§ **Challenge**:
Put every line of the entries below into a Markdown table with two columns, No. and Line, numbering the rows and skipping blank lines. Leave the pictures out of the table.
_ _ _ _
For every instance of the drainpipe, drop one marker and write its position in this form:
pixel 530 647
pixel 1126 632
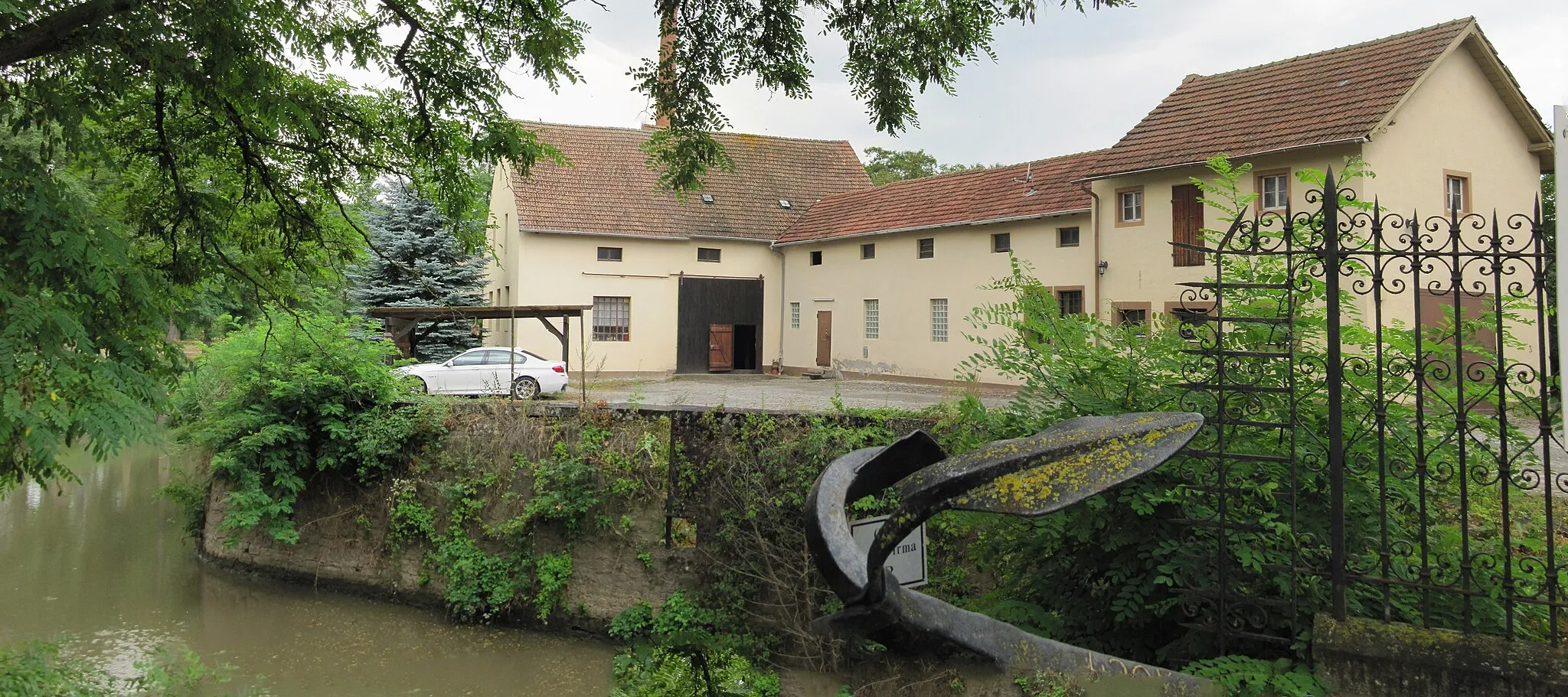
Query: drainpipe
pixel 1093 224
pixel 782 306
_ _ _ _
§ **Answer below**:
| No. | Line |
|---|---|
| 1 | For every instance of the drainpipe, drop one marker and write its position in this form: |
| 2 | pixel 530 647 |
| 3 | pixel 1126 632 |
| 4 | Query: drainpipe |
| 5 | pixel 1093 224 |
| 6 | pixel 782 306 |